▶ [WRITTEN REQUEST]: Copy the records below exactly, leaving out every picture.

_ _ _ _

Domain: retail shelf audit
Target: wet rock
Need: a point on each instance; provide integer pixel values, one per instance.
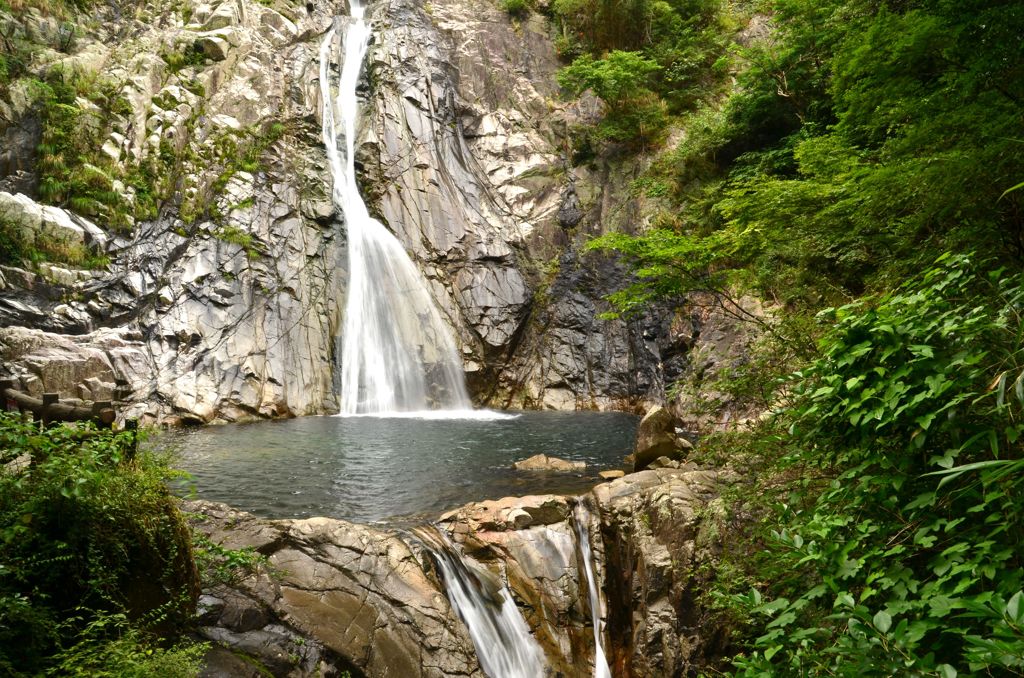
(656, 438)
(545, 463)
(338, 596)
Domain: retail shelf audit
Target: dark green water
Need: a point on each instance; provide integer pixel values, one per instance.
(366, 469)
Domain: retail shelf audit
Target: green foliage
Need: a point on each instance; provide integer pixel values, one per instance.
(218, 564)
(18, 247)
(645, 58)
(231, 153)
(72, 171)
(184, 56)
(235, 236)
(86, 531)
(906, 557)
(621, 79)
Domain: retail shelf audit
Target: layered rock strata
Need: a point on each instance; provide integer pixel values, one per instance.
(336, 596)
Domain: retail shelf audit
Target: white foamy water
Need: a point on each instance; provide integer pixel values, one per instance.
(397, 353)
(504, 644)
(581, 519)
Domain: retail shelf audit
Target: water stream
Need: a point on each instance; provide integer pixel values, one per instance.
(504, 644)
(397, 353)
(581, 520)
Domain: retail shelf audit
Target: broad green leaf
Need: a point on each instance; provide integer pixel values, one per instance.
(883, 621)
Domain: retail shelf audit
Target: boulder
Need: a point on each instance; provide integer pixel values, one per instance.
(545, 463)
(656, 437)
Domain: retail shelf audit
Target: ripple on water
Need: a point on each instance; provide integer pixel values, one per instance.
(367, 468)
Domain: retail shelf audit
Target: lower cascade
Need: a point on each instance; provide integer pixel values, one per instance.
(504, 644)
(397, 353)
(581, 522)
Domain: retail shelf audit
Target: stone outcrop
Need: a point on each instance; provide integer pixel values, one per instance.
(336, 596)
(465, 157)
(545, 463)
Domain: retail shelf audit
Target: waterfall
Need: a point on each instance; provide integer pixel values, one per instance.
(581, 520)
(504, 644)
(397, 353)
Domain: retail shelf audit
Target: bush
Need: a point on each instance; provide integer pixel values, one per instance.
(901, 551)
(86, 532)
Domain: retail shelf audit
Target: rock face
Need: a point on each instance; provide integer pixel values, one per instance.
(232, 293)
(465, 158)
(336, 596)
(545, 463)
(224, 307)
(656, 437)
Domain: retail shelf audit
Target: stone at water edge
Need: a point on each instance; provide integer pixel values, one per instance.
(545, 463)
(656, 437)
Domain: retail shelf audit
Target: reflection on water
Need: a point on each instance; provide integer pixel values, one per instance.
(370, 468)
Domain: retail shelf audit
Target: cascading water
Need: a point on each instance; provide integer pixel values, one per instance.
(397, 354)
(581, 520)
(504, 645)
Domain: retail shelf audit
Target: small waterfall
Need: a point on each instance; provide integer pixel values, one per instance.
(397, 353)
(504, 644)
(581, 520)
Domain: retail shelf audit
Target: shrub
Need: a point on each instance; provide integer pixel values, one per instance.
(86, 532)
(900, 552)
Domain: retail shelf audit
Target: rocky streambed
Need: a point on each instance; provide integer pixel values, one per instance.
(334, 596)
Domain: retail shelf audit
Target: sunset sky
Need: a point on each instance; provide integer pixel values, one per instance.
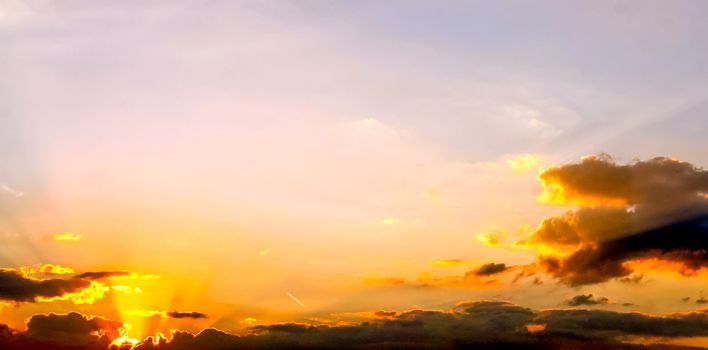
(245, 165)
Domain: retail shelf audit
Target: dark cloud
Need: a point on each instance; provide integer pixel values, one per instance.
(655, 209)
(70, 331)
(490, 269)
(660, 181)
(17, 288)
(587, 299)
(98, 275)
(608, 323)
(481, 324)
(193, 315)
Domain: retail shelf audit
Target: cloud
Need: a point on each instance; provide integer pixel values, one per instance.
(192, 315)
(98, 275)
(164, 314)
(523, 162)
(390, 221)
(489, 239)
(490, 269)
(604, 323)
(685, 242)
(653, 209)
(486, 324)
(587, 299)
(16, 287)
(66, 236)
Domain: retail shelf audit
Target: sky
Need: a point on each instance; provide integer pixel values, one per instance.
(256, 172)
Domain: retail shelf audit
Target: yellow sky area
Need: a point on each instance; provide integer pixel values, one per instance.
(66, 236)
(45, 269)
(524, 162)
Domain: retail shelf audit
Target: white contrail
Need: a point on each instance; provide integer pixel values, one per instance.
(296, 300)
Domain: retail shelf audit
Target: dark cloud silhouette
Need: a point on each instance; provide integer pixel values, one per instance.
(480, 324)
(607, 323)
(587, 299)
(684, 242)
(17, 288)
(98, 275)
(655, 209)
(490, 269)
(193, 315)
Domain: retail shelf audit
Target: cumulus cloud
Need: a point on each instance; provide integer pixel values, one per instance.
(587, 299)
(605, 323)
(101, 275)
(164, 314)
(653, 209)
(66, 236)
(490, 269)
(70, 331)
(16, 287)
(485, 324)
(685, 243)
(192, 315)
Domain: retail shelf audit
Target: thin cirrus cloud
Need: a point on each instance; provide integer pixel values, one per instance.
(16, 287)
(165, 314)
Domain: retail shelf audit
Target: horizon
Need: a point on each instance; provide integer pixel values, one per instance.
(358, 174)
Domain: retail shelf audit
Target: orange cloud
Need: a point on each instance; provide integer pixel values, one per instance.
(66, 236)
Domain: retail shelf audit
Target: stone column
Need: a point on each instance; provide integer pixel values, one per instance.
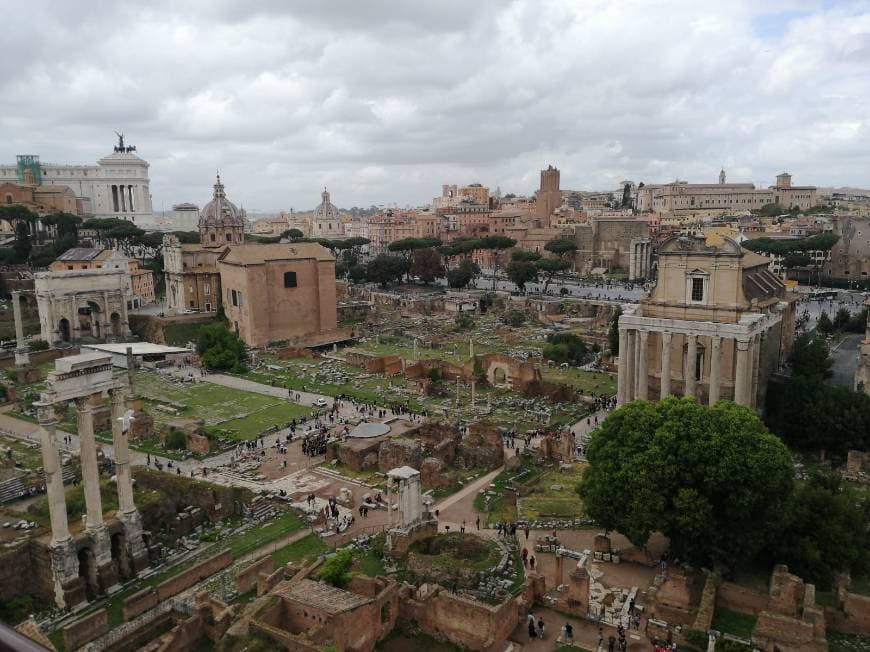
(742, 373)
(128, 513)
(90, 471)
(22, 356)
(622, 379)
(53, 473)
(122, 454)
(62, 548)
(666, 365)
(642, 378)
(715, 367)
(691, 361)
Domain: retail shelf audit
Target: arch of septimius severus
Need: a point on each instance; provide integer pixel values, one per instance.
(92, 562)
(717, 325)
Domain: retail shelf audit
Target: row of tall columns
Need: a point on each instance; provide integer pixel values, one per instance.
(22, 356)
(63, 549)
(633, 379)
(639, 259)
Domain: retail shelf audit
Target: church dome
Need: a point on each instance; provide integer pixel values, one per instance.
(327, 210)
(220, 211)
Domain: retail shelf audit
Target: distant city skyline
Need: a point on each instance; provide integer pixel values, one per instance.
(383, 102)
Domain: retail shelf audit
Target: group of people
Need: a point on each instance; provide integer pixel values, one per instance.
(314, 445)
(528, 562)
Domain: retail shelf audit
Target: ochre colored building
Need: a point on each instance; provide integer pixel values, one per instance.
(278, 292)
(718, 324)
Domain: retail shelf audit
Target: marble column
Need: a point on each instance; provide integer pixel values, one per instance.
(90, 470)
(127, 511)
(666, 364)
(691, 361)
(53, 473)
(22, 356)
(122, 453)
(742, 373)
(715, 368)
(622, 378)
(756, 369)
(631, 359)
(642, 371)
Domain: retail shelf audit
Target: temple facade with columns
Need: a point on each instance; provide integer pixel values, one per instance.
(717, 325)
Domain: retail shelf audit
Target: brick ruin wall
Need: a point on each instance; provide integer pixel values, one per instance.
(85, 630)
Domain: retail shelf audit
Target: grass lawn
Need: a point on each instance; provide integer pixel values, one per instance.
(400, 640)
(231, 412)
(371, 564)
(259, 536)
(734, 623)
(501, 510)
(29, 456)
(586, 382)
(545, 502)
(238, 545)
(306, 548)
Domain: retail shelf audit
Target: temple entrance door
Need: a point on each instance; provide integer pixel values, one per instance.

_ _ _ _

▶ [OUTPUT BELOW]:
Domain: retail shelf audit
Target: wet rock
Need: a point on each instance; provide integer pixel values, one per instance.
(656, 438)
(545, 463)
(338, 596)
Domain: retail shelf audit
Target: dark green water
Need: a point on each instance; provide integer pixel values, one per instance.
(366, 469)
Domain: retail shelf audit
Target: green foliage
Need: a point on each instance; provide integer pixel values, one per instance.
(218, 564)
(18, 247)
(645, 58)
(231, 153)
(72, 171)
(184, 56)
(235, 236)
(86, 531)
(906, 557)
(621, 79)
Domain: retail shelf audit
Target: layered rock strata
Need: a point on each instance; provide integer pixel values, one per instance.
(336, 596)
Domain: retail shelf audit
Target: white foamy water
Need: a point on each instance; provide integer pixel values, one per instance.
(397, 353)
(504, 644)
(581, 519)
Domain: retail shelf audit
Target: water stream
Need: a point on each instance; provide integer pixel values, one per instance.
(504, 644)
(397, 353)
(581, 520)
Domain: retail shelf audit
Target: broad green leaf
Need: a point on each instance; provide integer pixel values, one per instance.
(883, 621)
Domain: retail shelf audit
Target: boulder
Need: a point on each instance; provide integer pixel values, one per instance.
(545, 463)
(656, 437)
Domain: retail shelf audit
Target: ripple on water
Need: a point on each instance; provide integer pixel values, one per instance.
(367, 468)
Domain: retail shelf audit
Target: lower cascade
Need: a point on each instance; provide integer pixel values, one per instance.
(504, 644)
(397, 353)
(581, 522)
Domain: retail shelf audit
Target: stone outcrop
Need: a point on each instance; provide integer pixel values, one per instance.
(336, 596)
(465, 157)
(545, 463)
Domain: retail shelf audit
Target: waterfall
Need: a point on each instance; provide integer pixel values, one per instance.
(581, 520)
(504, 644)
(397, 353)
Domain: retail shelf audit
Target: bush
Need: a point on each instance; provide integer pixel values, one per instance.
(901, 551)
(86, 532)
Domain: retail shelf audit
Target: rock face
Need: a point on each instance; provide integer pixel values, one per instance.
(232, 293)
(465, 158)
(336, 596)
(545, 463)
(224, 307)
(656, 437)
Domain: retail shelf audit
Target: stone at water edge
Need: a point on each instance; provide integer pixel values, one per instance.
(545, 463)
(656, 437)
Domain: retail shelf audit
Target: reflection on water
Need: a point on each instance; provide integer pixel values, one per instance.
(370, 468)
Domain: retail shelf audit
Target: cascading water
Need: a point on each instance; provide integer pixel values, one per instance.
(397, 354)
(581, 520)
(504, 645)
Domain: retail shelf audit
Target: small waterfall
Need: a point on each instance; provide integer pixel values, one per instance.
(397, 353)
(504, 644)
(581, 520)
Domain: retail shelf audit
Target: shrub
Need: a point on each instance; provide integer pixel values, one per instance.
(86, 532)
(900, 552)
Domain: retail shelf audit
Target: rocky streambed
Need: a point on each instance; provide integer pixel values, one per instance.
(334, 596)
Domain: retail shelf audit
Target: sunset sky
Need: a point on each instance; provide integer pixel values, one per instance.
(245, 165)
Domain: retail shelf audit
Target: dark cloud
Need: a point on each instance; provide integer pixel values, one per instance.
(655, 209)
(70, 331)
(490, 269)
(660, 181)
(17, 288)
(587, 299)
(98, 275)
(608, 323)
(481, 324)
(193, 315)
Domain: retail shelf audit
Target: cloud
Need: a point on each instance; provide integer pixel values, one per instance.
(192, 315)
(98, 275)
(164, 314)
(523, 162)
(390, 221)
(489, 239)
(490, 269)
(604, 323)
(685, 242)
(653, 209)
(486, 324)
(587, 299)
(16, 287)
(66, 236)
Domain: retail shelf audit
Target: sky
Need: a point on each instance; provide integer pixel values, one per instance.
(256, 172)
Domain: retail shelf audit
Target: yellow sky area
Need: a point on each instance; provide integer pixel values, one per instance.
(66, 236)
(45, 269)
(524, 162)
Domain: retail shelf audit
Target: white contrail
Need: a point on each instance; provide integer pixel values, one per instance.
(296, 300)
Domain: retail shelf audit
Target: dark cloud silhouette
Need: a point on each instance; provide integer pixel values, one per instance.
(480, 324)
(607, 323)
(587, 299)
(684, 242)
(17, 288)
(98, 275)
(655, 209)
(490, 269)
(193, 315)
Domain: retail shelf audit
Target: cumulus cloud
Need: a point on each instance; provide integer pixel values, one per instance.
(587, 299)
(605, 323)
(101, 275)
(164, 314)
(653, 209)
(66, 236)
(490, 269)
(70, 331)
(16, 287)
(485, 324)
(685, 243)
(192, 315)
Domain: retail shelf audit
Target: thin cirrus cloud
Need: a point on each instance; provide integer pixel values, one per instance.
(16, 287)
(165, 314)
Domain: retail shelf audit
Target: horizon
Need: a point on each instance; provide integer pixel values, one per instance.
(358, 174)
Domain: retail shelf audit
Target: orange cloud
Need: a point on each instance; provide integer pixel values, one per instance.
(66, 236)
Domain: retail shelf audit
Target: stone column
Need: a point on each instance; provide integer pixel values, one per instance.
(742, 373)
(128, 513)
(90, 471)
(22, 356)
(622, 379)
(53, 473)
(122, 454)
(62, 548)
(666, 365)
(642, 378)
(715, 367)
(691, 361)
Domain: retail shelf audit
Target: arch of septimius severus
Need: a point on each instance; provide integer pixel values, one per instance.
(92, 562)
(717, 325)
Domain: retail shelf audit
Target: row of tall columns
Need: a point on each instance; provide integer pixel values, one per instance.
(22, 356)
(63, 549)
(633, 379)
(639, 259)
Domain: retail shelf audit
Target: church dome
Need: a point on each instance; provide integer pixel values, one per instance.
(327, 210)
(220, 211)
Domain: retail shelf audit
Target: distant city skyline
Need: a point on each instance; provide integer pixel values, one per instance.
(383, 102)
Domain: retail shelf audit
Target: group of people
Need: a point on each instance; provide integer pixel values, one per instance.
(314, 445)
(528, 562)
Domain: retail shelf audit
Target: ochre colored building
Need: a point on each instance; provide integer pixel values, one per instance.
(278, 292)
(718, 324)
Domain: retail shelf audit
Target: marble column
Need: a point on each instance; provide integer pixel values, one per instance.
(90, 470)
(127, 511)
(666, 364)
(691, 361)
(53, 473)
(22, 356)
(122, 453)
(742, 373)
(715, 368)
(622, 378)
(756, 369)
(631, 359)
(642, 371)
Domain: retail shelf audit
Target: temple facade with columns
Need: a point on each instance; provide integer pixel values, one per instance.
(717, 325)
Domain: retail shelf audit
Target: brick ruin wall
Need: a point on each instance; provide integer pixel values, one per instance.
(85, 630)
Domain: retail shelf audit
Target: grass lawn
Need: a point on each instance; provide integer pixel values, one per instance.
(400, 640)
(231, 412)
(371, 564)
(259, 536)
(734, 623)
(501, 510)
(29, 456)
(586, 382)
(545, 502)
(238, 545)
(306, 548)
Domain: retail shelf audit
Target: temple entrance door
Need: a point on each instance; provide integer pixel values, one per instance.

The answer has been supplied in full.